# WHAT TO DO:
Find the line that contains "the kitchen cabinet", then repeat it and each line after it to the end of the records, exactly.

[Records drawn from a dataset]
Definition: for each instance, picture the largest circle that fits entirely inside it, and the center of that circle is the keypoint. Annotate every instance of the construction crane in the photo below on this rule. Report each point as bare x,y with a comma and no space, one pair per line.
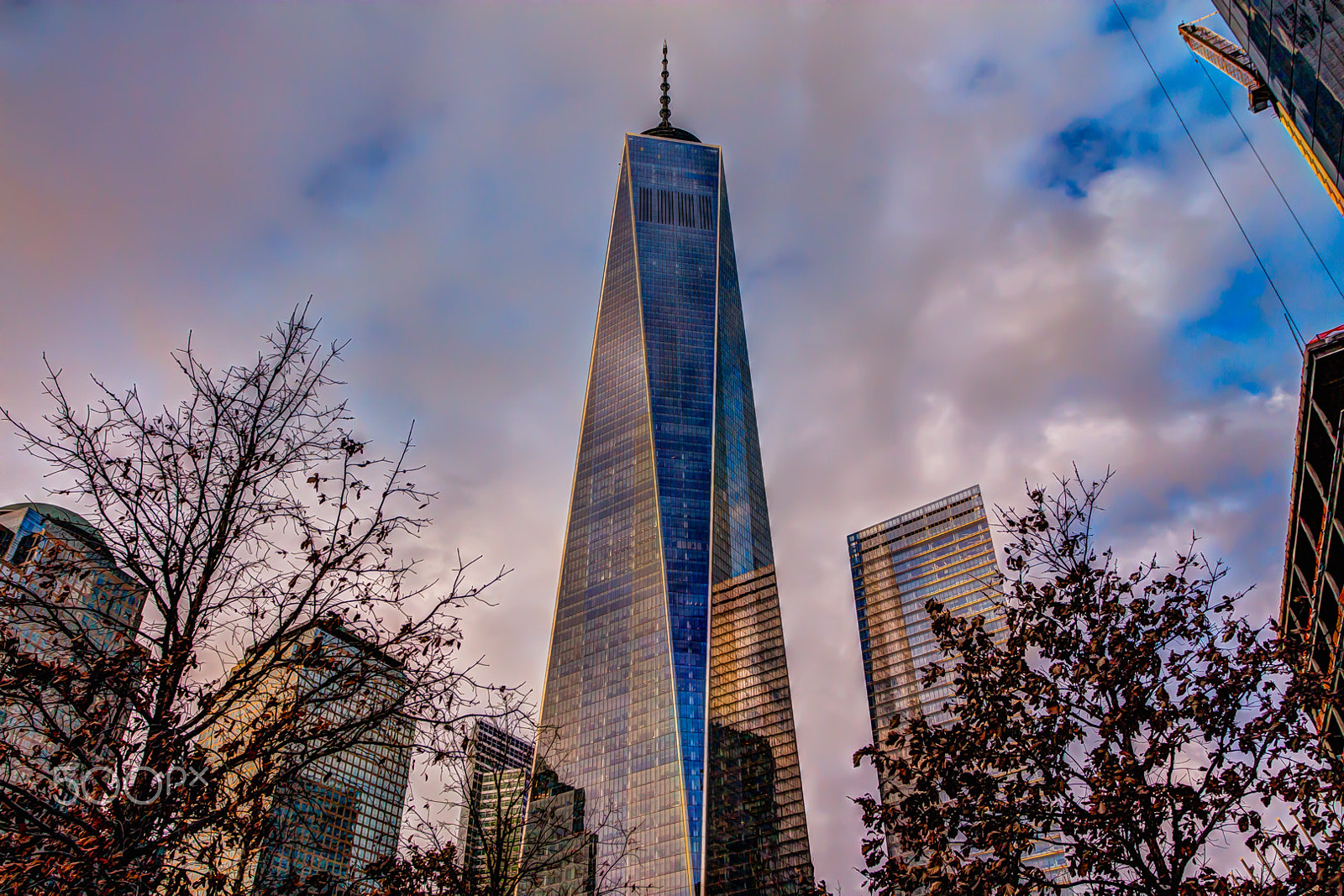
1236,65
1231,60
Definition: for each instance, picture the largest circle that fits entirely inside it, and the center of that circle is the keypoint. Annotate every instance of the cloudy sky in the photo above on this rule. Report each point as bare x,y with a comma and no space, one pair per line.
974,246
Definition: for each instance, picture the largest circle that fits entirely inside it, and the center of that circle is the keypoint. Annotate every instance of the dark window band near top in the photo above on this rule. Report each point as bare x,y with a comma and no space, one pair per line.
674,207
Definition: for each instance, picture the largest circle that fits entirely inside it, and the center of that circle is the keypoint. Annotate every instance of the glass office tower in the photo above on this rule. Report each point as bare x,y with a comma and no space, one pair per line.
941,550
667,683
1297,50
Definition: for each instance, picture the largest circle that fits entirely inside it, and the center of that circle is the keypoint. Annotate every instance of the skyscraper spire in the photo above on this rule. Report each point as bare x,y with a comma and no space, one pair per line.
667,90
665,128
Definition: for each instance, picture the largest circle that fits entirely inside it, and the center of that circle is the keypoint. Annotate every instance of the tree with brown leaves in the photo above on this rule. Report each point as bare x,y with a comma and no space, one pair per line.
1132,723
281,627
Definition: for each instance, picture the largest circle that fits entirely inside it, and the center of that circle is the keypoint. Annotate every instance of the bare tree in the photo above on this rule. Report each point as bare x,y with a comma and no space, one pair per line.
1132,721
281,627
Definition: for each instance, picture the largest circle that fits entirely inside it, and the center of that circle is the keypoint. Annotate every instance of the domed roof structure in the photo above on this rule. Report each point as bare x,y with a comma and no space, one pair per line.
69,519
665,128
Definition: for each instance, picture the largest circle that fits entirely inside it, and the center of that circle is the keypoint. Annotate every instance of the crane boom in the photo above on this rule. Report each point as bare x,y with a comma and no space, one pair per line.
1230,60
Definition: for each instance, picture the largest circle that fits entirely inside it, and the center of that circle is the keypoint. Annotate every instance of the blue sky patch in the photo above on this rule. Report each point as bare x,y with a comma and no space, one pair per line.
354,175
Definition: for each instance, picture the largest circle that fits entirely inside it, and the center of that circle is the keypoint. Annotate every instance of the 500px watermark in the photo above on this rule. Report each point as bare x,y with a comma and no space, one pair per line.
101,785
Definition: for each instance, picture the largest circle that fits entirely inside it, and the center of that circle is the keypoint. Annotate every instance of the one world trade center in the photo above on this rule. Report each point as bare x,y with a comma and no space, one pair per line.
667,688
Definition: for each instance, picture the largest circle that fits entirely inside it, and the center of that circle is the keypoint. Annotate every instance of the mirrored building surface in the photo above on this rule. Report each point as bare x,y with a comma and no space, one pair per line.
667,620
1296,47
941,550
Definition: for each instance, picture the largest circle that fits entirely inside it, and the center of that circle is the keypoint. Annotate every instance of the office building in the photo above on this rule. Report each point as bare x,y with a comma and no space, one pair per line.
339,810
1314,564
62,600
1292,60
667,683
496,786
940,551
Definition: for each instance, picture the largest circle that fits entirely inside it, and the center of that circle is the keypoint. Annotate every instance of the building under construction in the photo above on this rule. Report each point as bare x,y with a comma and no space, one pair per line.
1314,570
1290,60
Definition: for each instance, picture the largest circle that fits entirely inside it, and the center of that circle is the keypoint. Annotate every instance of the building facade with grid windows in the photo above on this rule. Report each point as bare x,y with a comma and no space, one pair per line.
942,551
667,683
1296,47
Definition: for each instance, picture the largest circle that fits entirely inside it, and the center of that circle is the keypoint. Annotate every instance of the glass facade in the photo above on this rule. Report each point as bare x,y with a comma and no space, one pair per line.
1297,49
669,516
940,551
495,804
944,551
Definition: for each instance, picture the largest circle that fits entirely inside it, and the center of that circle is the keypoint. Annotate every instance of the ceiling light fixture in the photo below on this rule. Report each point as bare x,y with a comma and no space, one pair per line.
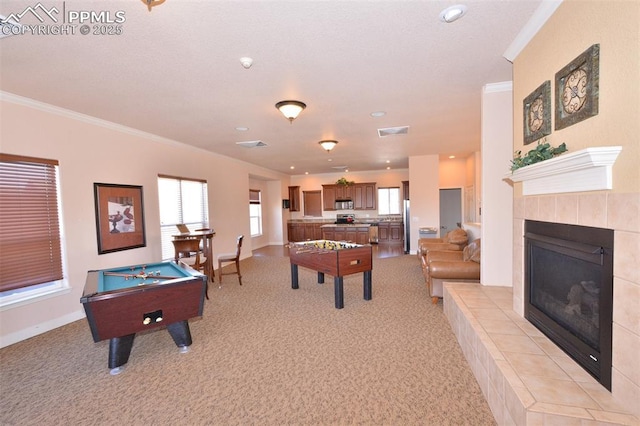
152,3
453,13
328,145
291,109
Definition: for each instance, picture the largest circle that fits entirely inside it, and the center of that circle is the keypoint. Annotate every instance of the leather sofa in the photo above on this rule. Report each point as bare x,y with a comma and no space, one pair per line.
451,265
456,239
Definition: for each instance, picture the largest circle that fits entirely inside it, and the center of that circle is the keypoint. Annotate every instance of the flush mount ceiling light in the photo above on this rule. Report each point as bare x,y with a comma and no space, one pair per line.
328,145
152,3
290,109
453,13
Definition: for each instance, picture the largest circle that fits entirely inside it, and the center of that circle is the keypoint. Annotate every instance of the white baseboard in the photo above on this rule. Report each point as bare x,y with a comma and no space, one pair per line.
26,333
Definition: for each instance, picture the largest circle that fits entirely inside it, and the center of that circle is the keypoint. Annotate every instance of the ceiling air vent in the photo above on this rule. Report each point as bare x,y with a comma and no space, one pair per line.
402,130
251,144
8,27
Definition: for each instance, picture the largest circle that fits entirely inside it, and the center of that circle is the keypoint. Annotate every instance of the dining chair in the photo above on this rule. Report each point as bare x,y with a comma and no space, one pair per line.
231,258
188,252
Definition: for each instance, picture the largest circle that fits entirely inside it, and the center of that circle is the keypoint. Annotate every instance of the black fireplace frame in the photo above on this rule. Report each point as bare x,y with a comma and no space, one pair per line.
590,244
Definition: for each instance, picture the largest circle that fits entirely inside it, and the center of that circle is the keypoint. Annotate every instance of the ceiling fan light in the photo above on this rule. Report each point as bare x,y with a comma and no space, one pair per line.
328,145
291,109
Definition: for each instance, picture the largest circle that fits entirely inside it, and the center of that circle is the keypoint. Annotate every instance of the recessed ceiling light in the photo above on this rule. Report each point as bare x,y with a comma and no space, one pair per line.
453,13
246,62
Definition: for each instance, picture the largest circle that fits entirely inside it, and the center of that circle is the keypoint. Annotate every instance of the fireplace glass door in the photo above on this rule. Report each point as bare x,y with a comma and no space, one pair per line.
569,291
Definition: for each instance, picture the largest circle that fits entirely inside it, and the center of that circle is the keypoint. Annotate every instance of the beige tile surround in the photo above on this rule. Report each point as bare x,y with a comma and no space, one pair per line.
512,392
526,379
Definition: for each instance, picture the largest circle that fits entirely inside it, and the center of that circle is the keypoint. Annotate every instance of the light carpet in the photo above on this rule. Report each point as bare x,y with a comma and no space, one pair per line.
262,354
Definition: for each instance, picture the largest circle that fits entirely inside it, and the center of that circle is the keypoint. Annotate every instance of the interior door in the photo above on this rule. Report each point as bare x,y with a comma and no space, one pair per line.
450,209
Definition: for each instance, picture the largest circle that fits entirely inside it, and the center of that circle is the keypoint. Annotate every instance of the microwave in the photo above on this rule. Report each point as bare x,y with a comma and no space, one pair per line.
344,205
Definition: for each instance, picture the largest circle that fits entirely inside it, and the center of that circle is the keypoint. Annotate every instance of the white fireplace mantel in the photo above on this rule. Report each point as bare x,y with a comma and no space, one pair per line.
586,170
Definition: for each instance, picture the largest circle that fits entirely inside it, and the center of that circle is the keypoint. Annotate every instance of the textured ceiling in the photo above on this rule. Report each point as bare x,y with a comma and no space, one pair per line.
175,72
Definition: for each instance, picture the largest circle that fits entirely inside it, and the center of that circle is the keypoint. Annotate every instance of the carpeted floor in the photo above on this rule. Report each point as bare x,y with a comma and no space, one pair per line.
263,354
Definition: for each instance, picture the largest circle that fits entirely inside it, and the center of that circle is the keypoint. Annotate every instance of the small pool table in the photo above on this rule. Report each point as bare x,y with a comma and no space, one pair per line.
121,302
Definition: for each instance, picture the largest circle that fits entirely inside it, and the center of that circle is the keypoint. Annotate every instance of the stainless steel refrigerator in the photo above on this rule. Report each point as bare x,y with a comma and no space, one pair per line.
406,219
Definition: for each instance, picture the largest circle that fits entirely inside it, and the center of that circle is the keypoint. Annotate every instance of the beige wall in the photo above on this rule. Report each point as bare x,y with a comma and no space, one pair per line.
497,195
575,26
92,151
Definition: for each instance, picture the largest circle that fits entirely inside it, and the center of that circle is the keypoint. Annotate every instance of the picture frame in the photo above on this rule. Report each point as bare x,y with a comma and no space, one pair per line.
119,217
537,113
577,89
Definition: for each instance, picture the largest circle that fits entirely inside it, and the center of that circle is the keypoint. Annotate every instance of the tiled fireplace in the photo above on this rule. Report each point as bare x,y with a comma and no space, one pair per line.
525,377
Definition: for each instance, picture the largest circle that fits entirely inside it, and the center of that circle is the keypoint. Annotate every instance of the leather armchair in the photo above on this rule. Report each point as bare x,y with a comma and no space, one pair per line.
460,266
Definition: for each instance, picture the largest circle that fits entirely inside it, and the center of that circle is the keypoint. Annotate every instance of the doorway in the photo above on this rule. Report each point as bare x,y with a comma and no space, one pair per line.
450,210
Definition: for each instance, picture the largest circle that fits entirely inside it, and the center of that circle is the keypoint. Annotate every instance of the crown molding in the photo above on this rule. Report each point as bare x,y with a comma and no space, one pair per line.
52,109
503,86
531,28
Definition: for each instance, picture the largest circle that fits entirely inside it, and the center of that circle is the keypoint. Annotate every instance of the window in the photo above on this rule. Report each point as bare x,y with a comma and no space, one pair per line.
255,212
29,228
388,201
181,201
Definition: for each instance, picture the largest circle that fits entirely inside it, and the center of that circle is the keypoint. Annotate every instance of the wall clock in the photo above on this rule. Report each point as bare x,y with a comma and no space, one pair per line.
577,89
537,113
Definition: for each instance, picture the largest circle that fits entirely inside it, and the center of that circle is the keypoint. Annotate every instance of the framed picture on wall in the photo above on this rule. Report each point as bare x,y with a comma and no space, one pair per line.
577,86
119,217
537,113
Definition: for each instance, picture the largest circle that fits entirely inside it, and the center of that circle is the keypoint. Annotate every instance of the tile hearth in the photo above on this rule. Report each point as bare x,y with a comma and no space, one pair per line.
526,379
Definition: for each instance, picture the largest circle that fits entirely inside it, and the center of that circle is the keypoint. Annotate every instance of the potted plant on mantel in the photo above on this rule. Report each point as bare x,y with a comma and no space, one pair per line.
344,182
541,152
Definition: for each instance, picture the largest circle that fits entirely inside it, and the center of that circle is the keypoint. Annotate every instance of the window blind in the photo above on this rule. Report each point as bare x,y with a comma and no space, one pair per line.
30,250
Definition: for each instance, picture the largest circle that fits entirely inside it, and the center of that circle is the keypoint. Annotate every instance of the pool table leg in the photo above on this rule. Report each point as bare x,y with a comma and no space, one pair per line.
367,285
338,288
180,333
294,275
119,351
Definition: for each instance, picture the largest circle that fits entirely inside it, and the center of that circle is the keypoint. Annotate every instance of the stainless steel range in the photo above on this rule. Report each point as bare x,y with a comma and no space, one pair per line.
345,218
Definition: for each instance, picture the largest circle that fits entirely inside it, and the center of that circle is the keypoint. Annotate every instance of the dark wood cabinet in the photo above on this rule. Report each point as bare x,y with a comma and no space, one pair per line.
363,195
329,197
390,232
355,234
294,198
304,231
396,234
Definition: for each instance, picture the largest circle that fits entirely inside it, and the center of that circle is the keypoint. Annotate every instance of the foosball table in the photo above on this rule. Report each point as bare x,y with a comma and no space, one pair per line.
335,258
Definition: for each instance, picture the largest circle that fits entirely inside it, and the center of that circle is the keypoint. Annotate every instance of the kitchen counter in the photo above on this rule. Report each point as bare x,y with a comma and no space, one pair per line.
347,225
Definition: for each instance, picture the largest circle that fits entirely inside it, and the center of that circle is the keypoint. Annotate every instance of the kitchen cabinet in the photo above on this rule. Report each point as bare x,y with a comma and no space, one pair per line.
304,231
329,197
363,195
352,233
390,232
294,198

# EXERCISE ANSWER:
Definition: for each instance, picture the largest circle that fits entirely inside it, and the center of that circle is the keypoint. Annotate every instance of the kitchen cabinet in the photo above on this rule. Report each point as bare x,y with a comma and no space, one pair per line.
304,231
329,197
363,195
352,233
390,232
294,198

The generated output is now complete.